-- TÂCHES À RÉALISER --
A. Dans l'entretien sur le voyage à vélo, en quelle année a eu lieu le voyage de cyclotourisme en solo de Yanouk en Nouvelle-Écosse ?
B. Relevez tous les lieux géographiques nommés dans l'entretien sur le voyage à vélo.
C. Rédigez la suite de l'entretien sur le voyage à vélo après sa dernière phrase.

-- TEXTE FOURNI --
Entretien avec les deux rêveurs de Perdons les pédales, chaîne YouTube où ils documentent leur aventure, pendant cette pause forcée.
Étiez-vous de grand.e.s cyclistes avant de commencer cette folle aventure?
Jade : Moi, non! J’aimais beaucoup le voyage, mais je n’avais jamais accompli d’aussi grandes distances à vélo.
Yanouk : J’avais déjà testé mes limites en faisant un voyage de cyclotourisme en solo en Nouvelle-Écosse en 2017. Puis, après avoir traversé le Canada de la même façon, j’ai réalisé que mon plus grand rêve serait de découvrir le monde à vélo. Sauf qu’après, j’ai rencontré Jade, puis on est tombés amoureux… et là, c’était un problème de partir aussi longtemps [rires]! Contre toute attente, après deux pratiques, dont le tour du lac Saint-Jean, même si elle n’avait jamais fait un long voyage de cyclotourisme de sa vie, Jade a décidé d’embarquer.
Quel moment du voyage vous a le plus marqué.e.s à date?
Jade : En Turquie, on a vécu une bonne frousse qui s’est transformée en une anecdote trop cocasse. Après 45 minutes de vélo dans la direction de notre hébergement, on s’est rendu compte qu’on ne s’en allait pas du tout à la bonne place, mais il était trop tard pour faire demi-tour.
On a alors demandé de l’aide au petit village, puisqu’on était trempés, frigorifiés et épuisés. Des chasseurs armés nous ont accueillis et nous ont même payé un repas. Ils nous répétaient : « Attendez, attendez, président! Président! » C’est là qu’on a commencé à craindre pour notre sécurité, puisqu’ils devenaient insistants. Sauf que là, c’est le maire qui est arrivé, pour nous organiser un gros party d’accueil avec tout le village. On a donc dansé toute la soirée avec eux, c’était magique!
Yanouk : Pour ma part, je dirais quand on a dû monter une montagne du Kirghizistan. C’était l’étape la plus difficile jusqu’à maintenant, car on avait sur nous cinq jours de nourriture et d’eau, ce qui représente plus de 10 kilos supplémentaires. On allait très, très lentement, au rythme d’un kilomètre-heure en poussant nos vélos dans une pente de 30 % sur le gravier, à 3200 mètres d’altitude. C’était vraiment interminable.

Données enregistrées
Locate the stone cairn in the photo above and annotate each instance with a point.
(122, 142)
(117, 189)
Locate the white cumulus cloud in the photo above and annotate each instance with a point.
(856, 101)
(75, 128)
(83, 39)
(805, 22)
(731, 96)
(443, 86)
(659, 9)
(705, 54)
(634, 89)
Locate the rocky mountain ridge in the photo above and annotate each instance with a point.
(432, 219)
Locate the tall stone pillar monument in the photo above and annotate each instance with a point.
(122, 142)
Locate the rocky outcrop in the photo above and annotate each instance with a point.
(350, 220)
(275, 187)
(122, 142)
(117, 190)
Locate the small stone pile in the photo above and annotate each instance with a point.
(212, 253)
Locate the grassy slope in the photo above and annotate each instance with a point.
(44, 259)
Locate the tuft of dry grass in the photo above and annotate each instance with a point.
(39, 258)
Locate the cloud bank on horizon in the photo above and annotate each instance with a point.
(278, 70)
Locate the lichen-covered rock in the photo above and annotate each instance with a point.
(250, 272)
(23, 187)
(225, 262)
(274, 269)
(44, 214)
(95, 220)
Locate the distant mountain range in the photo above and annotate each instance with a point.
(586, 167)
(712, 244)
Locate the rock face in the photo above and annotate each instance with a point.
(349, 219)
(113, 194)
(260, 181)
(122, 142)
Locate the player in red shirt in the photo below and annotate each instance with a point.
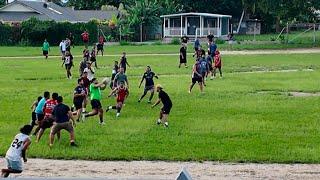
(122, 94)
(217, 63)
(48, 119)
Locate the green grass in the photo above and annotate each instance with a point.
(231, 122)
(9, 51)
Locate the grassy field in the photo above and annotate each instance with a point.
(231, 122)
(7, 51)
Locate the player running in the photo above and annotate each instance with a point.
(62, 116)
(79, 96)
(48, 119)
(122, 94)
(33, 114)
(183, 55)
(149, 86)
(68, 62)
(114, 73)
(95, 97)
(196, 76)
(45, 48)
(124, 62)
(17, 149)
(167, 105)
(39, 110)
(217, 64)
(93, 57)
(100, 45)
(121, 77)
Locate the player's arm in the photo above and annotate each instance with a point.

-- RÉSULTATS ATTENDUS --
A. En 2017.

B.
- Nouvelle-Écosse
- Canada
- lac Saint-Jean
- Turquie
- Kirghizistan

C.
Jade : C’est ce que j’ai appris avec les mois : le vélo, c’est 95 % mental, 5 % physique.
Quelles réflexions votre expérience suscite-t-elle en vous jusqu’ici?
Yanouk : Honnêtement, je trouvais déjà qu’on avait de la chance d’accomplir notre voyage, même si on a travaillé fort. Mais c’est ici que je prends conscience qu’en fait, la vraie chance, c’est de pouvoir même penser à faire cette aventure. Dans plusieurs pays, quand on arrive avec nos vélos, on paraît comme étant extrêmement riches, alors qu’à la maison, nous ne sommes que deux étudiants ordinaires avec à peine assez d’économies pour survivre […].
Jade : Oui, des gens qui vivent dans une extrême pauvreté nous offrent quand même de la nourriture ou de l’aide avec une générosité émouvante. Cela nous remet vraiment à notre place comme Canadiens quant aux privilèges dont nous bénéficions.
Comment vous sentez-vous à ce point-ci, à mi-parcours?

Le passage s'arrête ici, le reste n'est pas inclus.